■ TASK TO COMPLETE
Please write out, exactly as given, the line that contains "Target: black mussel shell" and all lines that follow it through the end of the listing, and nothing else.

■ DATASET EXTRACT
------------------------------------------------------------

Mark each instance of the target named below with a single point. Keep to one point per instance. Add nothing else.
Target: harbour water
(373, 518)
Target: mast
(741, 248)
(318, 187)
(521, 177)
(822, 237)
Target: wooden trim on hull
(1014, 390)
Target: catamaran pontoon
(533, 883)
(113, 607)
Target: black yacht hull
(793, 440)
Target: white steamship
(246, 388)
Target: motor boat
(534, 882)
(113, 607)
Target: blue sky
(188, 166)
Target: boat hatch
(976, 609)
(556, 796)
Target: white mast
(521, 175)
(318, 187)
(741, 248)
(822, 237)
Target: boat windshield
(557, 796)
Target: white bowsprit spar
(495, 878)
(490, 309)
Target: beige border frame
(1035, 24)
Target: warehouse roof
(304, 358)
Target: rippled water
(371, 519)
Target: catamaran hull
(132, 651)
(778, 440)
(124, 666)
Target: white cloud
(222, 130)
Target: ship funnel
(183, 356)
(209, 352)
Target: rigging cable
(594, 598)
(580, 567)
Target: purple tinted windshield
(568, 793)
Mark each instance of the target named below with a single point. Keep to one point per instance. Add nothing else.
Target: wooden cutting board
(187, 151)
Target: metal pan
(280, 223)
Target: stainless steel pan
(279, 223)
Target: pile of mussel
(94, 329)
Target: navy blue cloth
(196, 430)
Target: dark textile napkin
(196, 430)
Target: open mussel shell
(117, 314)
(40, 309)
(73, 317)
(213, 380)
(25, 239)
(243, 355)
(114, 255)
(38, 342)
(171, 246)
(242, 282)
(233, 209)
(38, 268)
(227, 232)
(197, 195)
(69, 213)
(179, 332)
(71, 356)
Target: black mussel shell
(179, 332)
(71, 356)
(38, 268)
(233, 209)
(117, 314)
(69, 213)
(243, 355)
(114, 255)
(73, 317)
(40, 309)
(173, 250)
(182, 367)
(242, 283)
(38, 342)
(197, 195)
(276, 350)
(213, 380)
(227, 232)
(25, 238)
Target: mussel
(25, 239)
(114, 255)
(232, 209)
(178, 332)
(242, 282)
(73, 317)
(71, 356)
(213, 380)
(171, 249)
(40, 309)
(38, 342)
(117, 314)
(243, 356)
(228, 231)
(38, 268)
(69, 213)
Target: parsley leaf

------------------------------------------------------------

■ RESULT
Target: black mussel shell
(179, 332)
(71, 356)
(38, 268)
(233, 209)
(117, 314)
(69, 213)
(243, 355)
(114, 255)
(73, 317)
(40, 309)
(173, 250)
(182, 367)
(242, 283)
(38, 342)
(197, 195)
(276, 350)
(213, 380)
(227, 232)
(25, 238)
Target: mussel
(25, 239)
(114, 255)
(232, 209)
(178, 332)
(242, 282)
(73, 317)
(71, 356)
(213, 380)
(171, 249)
(40, 309)
(38, 342)
(117, 314)
(243, 356)
(228, 231)
(38, 268)
(69, 213)
Target: parsley leaf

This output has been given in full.